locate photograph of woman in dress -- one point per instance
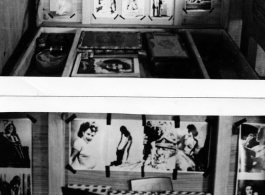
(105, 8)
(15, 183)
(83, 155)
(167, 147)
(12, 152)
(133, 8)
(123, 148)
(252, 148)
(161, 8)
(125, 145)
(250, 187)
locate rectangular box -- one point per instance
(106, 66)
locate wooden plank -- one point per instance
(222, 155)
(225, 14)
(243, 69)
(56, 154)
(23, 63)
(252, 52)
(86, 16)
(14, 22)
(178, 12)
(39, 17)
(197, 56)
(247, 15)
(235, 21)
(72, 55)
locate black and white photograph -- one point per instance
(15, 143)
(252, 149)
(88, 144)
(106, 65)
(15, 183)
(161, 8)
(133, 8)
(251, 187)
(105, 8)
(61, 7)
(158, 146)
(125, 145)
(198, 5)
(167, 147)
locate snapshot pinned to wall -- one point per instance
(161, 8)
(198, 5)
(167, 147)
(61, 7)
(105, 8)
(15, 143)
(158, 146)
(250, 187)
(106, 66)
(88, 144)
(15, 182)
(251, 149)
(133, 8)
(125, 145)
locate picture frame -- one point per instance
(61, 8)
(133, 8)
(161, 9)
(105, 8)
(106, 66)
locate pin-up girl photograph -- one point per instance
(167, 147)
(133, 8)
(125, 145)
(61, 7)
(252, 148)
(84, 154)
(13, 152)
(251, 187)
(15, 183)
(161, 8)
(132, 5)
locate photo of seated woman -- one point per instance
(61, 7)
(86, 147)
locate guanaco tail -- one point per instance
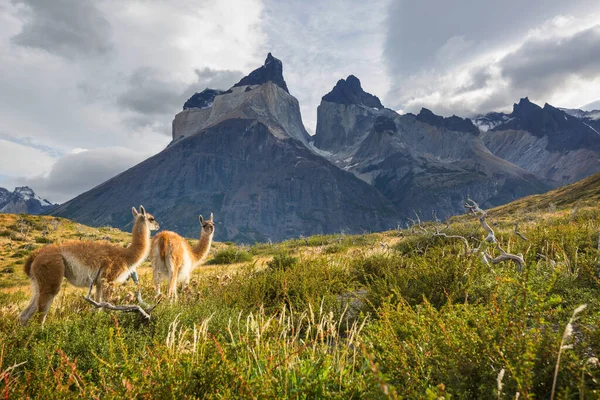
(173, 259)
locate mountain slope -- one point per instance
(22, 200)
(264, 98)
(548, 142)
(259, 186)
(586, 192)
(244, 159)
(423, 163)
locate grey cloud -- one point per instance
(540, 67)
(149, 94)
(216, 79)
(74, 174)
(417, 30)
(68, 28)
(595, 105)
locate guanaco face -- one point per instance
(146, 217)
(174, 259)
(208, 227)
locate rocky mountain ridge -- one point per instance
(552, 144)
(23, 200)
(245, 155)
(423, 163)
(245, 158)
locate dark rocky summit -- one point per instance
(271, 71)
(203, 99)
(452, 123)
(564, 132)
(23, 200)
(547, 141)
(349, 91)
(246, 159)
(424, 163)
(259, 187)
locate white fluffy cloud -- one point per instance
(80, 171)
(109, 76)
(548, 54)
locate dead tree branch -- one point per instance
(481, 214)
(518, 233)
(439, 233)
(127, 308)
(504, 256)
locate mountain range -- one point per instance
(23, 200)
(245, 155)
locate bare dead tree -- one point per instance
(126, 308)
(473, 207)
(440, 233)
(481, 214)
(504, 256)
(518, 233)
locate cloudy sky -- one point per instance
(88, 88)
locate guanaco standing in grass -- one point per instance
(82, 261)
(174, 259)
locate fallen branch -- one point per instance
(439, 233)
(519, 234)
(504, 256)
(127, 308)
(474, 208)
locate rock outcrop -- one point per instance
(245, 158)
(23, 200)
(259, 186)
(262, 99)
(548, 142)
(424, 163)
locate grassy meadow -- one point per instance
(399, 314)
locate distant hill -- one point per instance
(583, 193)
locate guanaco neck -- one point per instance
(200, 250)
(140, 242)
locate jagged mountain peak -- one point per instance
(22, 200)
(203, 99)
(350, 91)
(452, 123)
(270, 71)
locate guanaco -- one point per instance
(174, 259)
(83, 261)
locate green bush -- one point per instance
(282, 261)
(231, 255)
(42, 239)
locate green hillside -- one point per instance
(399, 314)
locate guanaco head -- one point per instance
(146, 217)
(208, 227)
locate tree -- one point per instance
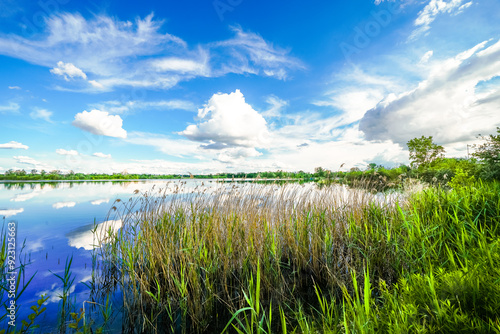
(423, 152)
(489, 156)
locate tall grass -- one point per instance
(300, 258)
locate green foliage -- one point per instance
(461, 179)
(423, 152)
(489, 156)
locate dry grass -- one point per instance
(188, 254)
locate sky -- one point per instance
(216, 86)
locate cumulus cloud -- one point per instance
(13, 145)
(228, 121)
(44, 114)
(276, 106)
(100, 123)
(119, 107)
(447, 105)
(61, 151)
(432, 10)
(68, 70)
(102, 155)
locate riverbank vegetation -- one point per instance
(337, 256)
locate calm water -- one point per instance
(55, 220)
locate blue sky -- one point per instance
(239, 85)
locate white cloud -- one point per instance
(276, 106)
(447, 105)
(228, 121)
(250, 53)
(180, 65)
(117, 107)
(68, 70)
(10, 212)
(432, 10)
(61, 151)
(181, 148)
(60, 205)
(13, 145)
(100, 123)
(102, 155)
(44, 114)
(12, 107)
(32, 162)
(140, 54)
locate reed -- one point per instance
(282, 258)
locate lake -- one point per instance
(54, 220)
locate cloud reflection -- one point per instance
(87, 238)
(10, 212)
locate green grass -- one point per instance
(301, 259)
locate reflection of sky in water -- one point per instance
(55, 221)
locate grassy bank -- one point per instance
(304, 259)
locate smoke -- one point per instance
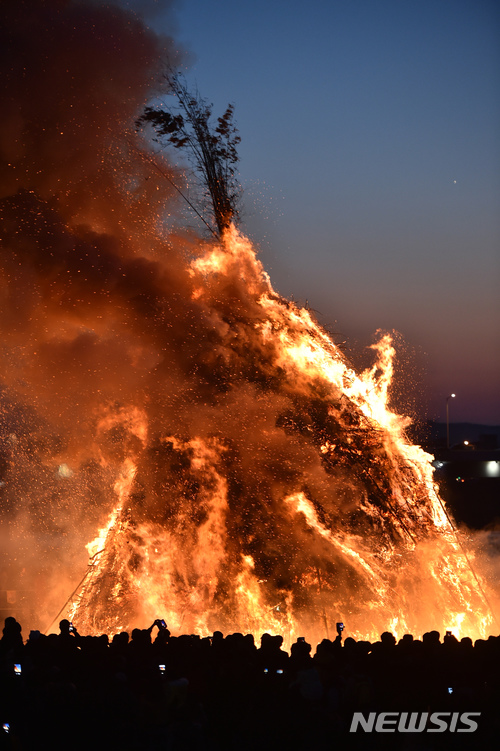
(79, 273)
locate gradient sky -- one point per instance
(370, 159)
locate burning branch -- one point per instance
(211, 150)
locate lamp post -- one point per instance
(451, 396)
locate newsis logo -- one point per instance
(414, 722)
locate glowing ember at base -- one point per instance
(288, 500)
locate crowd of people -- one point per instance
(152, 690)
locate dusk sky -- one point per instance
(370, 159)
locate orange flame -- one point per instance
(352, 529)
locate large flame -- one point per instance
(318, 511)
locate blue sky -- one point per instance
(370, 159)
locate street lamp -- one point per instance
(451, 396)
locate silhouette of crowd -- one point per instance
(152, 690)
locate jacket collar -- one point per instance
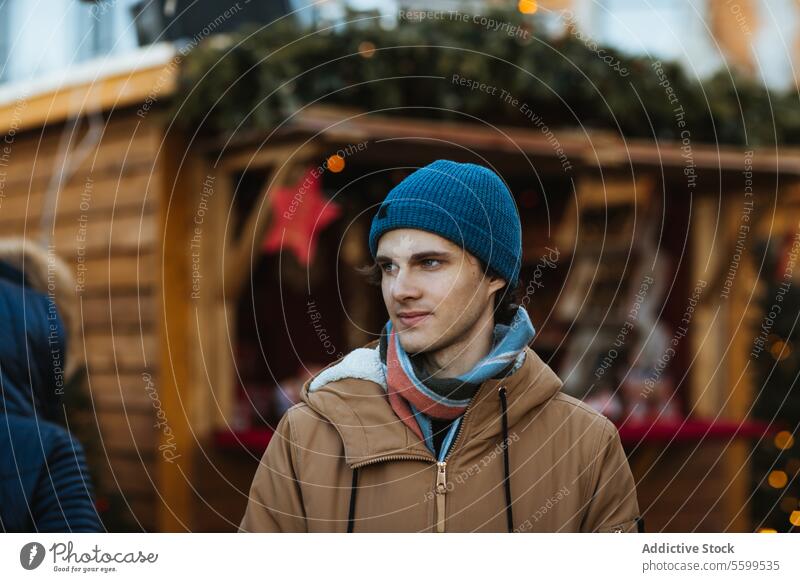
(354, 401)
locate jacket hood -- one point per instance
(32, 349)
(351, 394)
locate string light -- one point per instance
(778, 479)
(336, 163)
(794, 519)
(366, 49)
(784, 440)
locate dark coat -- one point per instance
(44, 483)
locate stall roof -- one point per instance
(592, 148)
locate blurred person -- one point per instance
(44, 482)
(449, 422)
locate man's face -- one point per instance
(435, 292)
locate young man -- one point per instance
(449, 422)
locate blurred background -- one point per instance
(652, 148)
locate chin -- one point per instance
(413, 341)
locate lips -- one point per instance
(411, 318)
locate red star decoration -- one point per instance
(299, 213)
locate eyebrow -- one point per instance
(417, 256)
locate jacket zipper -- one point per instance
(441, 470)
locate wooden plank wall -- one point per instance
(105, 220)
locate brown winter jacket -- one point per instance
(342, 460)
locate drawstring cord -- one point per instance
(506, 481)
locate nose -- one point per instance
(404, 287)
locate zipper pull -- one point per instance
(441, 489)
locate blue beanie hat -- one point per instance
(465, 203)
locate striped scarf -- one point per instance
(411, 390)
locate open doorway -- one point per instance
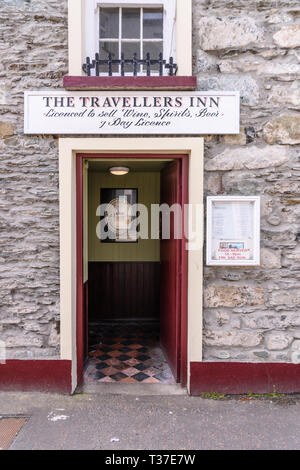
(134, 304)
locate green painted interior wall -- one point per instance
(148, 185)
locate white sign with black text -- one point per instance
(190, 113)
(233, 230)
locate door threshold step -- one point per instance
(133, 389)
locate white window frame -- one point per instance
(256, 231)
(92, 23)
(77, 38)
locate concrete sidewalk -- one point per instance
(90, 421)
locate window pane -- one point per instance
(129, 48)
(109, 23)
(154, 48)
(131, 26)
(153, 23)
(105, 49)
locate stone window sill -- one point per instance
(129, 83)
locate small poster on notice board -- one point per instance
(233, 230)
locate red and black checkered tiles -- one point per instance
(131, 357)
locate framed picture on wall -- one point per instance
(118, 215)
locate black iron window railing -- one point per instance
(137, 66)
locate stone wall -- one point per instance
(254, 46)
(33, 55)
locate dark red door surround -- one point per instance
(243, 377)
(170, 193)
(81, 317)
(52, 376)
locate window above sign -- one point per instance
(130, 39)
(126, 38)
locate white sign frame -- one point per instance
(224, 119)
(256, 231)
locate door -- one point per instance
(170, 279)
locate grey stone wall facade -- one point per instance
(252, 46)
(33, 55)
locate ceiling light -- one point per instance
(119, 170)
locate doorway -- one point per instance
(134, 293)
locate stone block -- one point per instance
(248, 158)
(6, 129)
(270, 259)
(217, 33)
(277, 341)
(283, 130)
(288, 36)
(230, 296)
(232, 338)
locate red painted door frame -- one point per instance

--

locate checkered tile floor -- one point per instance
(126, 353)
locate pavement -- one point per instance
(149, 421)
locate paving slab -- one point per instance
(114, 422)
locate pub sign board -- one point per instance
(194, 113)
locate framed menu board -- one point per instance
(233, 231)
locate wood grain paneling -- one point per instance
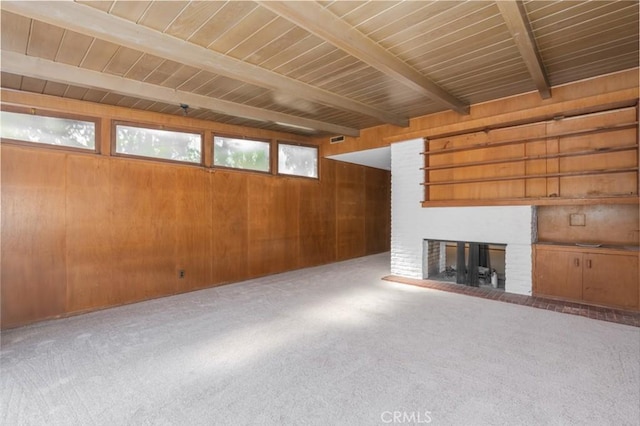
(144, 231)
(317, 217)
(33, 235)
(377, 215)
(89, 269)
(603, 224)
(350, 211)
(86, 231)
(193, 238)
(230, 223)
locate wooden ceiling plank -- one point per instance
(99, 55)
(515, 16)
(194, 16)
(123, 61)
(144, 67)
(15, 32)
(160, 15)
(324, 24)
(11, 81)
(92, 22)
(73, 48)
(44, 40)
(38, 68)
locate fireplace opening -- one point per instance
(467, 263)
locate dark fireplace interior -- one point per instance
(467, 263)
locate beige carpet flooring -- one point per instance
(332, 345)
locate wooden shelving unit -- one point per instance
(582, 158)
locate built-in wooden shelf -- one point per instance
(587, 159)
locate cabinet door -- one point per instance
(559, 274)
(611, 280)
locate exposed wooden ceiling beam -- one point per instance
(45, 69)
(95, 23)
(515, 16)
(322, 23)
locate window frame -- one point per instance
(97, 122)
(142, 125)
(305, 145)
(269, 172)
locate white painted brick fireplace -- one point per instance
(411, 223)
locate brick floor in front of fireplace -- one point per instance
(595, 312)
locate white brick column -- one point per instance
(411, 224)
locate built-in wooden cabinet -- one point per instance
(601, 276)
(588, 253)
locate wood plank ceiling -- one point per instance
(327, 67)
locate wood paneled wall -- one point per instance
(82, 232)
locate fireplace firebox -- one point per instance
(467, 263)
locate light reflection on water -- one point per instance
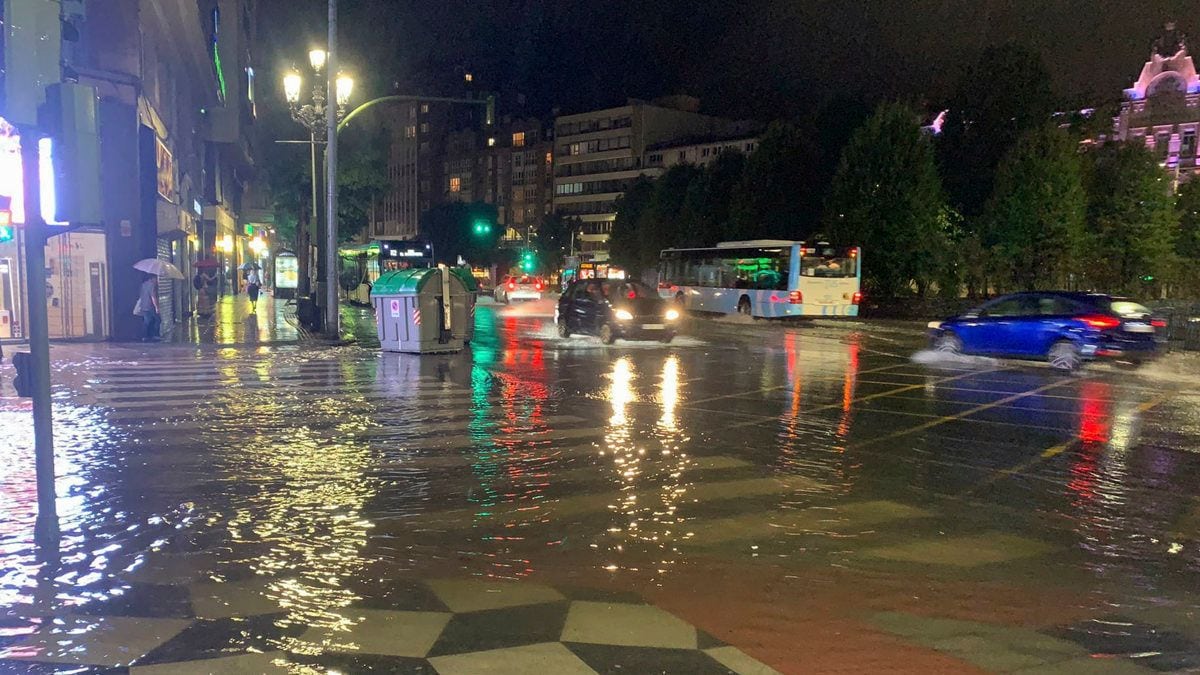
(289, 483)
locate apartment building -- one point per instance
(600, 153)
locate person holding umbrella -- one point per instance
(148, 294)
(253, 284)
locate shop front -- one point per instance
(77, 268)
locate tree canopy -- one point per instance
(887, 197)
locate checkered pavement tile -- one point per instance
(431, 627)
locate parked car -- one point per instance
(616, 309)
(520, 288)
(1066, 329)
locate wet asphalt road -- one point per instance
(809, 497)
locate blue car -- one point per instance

AIM OF THE EXERCISE
Can you rewrite the entries starting at the line that contains "locate fireplace opening" and ending at the line that contains "locate blue car -- one point per instance", with 6 added to each coordinate in the points? Leave the pictures out of your answer.

TASK RESULT
locate fireplace opening -- one point per instance
(473, 269)
locate dark fireplace interior -- one point per instance
(473, 269)
locate beige carpet flooring -- one point per instance
(338, 351)
locate wooden shelving unit -- one point per instance
(588, 164)
locate built-in wooden shelf -- one point per instance
(593, 165)
locate cabinet door -- one point per instance
(565, 280)
(617, 286)
locate exposed wooden ceiling beam -- one point per instance
(51, 75)
(101, 29)
(521, 22)
(328, 29)
locate window frame -- one point per instance
(103, 128)
(148, 131)
(311, 151)
(275, 178)
locate white painted brick fireplace -- one point per instance
(417, 229)
locate brick floor in front of fireplace -- one point per instance
(601, 318)
locate white brick column -- one point per instance
(417, 230)
locate built-in wooden cabinet -- one point per instance
(607, 282)
(594, 259)
locate wood plank ceiling -- one point per instance
(333, 73)
locate wood paneled wall -- one point per instance
(88, 238)
locate fireplace firebox -- one point per instance
(473, 269)
locate light reflection on water -- one point per instance
(295, 489)
locate apartment building -- one point per instance
(606, 159)
locate person holding umbrella -- one point per instance
(154, 300)
(259, 290)
locate shop front -- one point per instance
(83, 274)
locate tree canopy -- one point per instance
(893, 203)
locate checkered pavement tile -- one point per instance
(437, 633)
locate parked car -- one point per instance
(622, 315)
(526, 294)
(1072, 335)
locate wet asphalt road -- one point per instance
(815, 503)
locate blue car -- one point per instance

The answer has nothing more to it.